### Record extracts ###

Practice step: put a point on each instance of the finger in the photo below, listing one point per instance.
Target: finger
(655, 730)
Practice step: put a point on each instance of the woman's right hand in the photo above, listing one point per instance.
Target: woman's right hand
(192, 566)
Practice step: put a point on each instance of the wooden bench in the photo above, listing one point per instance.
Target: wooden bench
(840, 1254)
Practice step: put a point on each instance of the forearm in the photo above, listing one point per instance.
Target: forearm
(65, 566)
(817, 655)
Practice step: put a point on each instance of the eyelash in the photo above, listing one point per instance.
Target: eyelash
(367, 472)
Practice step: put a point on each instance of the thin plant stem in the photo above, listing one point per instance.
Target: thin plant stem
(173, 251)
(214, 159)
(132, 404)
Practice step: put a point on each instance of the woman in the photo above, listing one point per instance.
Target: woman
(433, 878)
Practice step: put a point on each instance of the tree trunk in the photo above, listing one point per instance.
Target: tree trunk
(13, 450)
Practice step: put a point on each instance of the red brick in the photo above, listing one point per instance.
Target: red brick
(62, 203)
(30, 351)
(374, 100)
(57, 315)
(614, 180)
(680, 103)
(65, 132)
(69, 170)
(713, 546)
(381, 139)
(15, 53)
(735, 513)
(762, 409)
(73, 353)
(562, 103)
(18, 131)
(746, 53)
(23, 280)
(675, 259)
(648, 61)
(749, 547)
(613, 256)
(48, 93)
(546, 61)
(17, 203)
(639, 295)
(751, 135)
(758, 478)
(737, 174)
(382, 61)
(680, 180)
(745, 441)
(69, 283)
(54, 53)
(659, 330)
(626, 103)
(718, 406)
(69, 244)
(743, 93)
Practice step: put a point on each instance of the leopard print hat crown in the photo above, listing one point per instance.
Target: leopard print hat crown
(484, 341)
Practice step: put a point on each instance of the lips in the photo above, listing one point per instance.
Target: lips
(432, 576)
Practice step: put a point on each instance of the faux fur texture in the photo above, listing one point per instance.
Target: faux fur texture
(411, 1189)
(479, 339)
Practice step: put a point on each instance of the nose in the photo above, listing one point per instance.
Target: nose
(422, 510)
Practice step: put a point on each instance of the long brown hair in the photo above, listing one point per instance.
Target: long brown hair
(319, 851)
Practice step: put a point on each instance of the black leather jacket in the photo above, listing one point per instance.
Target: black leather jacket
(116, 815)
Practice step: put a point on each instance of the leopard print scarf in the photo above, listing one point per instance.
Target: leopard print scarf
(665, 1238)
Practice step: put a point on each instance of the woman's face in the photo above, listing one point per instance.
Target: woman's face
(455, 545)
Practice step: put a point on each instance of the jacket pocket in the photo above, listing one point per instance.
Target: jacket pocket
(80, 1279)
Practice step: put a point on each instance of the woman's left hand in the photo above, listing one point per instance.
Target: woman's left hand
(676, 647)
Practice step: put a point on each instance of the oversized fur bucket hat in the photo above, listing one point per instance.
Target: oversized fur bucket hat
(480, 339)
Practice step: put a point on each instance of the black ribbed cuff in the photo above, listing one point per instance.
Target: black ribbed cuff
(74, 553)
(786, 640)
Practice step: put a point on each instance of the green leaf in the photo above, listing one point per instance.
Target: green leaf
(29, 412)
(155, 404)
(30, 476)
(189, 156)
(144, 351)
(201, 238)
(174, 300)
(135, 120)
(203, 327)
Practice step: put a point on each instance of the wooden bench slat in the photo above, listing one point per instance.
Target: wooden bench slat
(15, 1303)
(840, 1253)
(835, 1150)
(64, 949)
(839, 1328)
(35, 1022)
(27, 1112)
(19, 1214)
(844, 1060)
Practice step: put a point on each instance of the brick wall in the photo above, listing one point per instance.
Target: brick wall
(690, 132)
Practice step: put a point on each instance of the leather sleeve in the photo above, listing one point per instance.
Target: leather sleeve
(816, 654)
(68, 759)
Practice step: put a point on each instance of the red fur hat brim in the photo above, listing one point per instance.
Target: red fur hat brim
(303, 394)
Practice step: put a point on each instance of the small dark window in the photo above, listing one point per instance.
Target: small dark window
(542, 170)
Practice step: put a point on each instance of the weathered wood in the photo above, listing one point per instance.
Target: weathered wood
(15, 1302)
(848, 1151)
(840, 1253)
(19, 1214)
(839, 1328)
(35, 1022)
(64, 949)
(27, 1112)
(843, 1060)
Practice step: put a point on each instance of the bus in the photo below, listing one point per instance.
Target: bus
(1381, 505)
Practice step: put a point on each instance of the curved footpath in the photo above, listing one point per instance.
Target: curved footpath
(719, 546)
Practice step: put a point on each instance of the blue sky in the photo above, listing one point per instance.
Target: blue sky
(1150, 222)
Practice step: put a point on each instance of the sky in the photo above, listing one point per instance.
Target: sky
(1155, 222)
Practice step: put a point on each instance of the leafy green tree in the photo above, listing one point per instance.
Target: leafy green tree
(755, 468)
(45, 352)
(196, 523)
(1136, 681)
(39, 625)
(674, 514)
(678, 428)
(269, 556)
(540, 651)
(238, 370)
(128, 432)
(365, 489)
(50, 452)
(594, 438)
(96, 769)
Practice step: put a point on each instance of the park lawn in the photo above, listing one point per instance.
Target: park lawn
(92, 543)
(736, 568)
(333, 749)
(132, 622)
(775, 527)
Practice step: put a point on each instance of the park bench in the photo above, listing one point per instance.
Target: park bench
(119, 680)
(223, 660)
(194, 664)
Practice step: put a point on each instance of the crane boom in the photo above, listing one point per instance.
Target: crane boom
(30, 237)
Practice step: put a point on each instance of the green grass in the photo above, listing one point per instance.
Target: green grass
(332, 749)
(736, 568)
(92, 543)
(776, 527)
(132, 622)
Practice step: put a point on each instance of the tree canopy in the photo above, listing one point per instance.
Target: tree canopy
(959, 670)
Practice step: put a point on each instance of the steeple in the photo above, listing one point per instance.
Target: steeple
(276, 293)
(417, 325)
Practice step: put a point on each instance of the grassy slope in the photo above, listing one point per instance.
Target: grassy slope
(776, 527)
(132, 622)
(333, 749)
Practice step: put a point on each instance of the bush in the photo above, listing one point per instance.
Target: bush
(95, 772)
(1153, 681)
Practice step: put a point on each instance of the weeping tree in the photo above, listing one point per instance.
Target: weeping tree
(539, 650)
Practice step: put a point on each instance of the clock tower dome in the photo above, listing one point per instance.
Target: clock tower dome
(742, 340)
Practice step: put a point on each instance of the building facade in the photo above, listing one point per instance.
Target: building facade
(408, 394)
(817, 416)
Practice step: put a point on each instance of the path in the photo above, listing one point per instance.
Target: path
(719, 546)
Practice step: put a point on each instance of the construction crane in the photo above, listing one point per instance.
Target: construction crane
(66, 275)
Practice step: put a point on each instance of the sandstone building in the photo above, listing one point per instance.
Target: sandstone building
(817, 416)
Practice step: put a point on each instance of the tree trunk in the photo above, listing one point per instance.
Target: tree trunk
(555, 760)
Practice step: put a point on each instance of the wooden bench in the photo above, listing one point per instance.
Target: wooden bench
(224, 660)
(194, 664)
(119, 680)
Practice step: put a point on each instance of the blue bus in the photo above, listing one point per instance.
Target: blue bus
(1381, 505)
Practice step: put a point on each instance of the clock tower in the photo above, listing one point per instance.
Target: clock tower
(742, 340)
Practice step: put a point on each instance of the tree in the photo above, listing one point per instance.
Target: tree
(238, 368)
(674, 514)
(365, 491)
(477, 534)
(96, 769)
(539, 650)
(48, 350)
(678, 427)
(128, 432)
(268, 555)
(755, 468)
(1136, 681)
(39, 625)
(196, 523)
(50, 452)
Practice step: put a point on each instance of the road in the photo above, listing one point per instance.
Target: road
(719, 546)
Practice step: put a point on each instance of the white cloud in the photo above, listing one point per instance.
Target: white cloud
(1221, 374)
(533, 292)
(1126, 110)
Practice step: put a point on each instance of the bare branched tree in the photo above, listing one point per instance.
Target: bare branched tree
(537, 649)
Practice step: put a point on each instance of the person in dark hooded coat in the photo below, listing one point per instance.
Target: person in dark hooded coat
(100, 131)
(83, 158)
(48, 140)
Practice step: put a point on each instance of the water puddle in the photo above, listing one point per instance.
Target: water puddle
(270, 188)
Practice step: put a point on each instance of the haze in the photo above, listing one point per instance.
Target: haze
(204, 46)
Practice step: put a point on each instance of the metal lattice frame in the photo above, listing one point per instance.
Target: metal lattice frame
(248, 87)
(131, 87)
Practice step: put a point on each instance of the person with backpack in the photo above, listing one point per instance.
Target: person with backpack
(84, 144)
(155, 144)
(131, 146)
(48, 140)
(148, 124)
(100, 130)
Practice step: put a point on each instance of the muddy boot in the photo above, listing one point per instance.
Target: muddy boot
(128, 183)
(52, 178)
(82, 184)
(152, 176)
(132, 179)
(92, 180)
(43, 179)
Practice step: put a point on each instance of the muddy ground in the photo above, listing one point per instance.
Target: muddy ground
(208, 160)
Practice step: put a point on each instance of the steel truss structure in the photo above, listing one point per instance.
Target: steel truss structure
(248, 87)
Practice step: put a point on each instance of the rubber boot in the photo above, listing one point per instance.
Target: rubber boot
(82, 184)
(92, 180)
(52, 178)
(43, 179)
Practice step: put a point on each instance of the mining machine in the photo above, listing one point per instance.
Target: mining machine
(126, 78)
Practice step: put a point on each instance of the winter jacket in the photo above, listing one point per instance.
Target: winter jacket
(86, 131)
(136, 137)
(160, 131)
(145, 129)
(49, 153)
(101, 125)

###

Exercise
Each line from the one containing "Practice step: put a point on each instance of the bare" to the final line of the entries above must be returned exactly, and no other line may appear.

Answer to this exercise
Practice step: put a point on each instance of the bare branched tree in the photo above, listing one point per instance.
Target: bare branched tree
(537, 649)
Practice step: put a point on each instance of the person in dark hooded coat in the photo below, listing one point per instance.
Target: person in dark hooded coat
(100, 131)
(83, 158)
(48, 140)
Practice step: put a point on each instance of the water puddle in the photo above, listing one point per instance.
Target: water puddle
(270, 188)
Practice step: put a point on each instance of the haze in the photo above, listing one point per instance.
Target: haze
(204, 46)
Practice step: put a point on each instance of the metal lattice frame in the photo above, listing one point per instance.
Target: metal lattice frame
(248, 87)
(131, 87)
Practice step: put a point on each instance of the person with backpack in the photo above, listing one point per instance.
Target: person with backpack
(84, 144)
(155, 144)
(131, 146)
(48, 140)
(148, 124)
(100, 130)
Practice step: put a point on each instance of the muddy boot in the photo above, listing one point per instance.
Target: muddy boot
(128, 183)
(52, 178)
(82, 184)
(152, 176)
(132, 179)
(92, 180)
(43, 179)
Practice step: put a point on each instance of the muddy ground in the photo above, listing one point per instance.
Target: muddy ground
(208, 160)
Practice step: put a point on each instance of the steel truss structure in the photo above, listing one point per instance.
Target: steel truss structure
(248, 87)
Practice step: put a point on each instance of the rubber boot in the photo above, listing one point per instance.
Target: rubber boot
(82, 184)
(92, 180)
(52, 178)
(43, 179)
Practice step: put a point on each instance of the mining machine in the photo above, listing one point per instance.
Target: mining machine
(126, 78)
Practice step: put a point on each instance of the winter jacket in the photo above, listing one point per instance.
Target: winter jacket
(86, 131)
(136, 137)
(160, 131)
(145, 129)
(49, 153)
(101, 125)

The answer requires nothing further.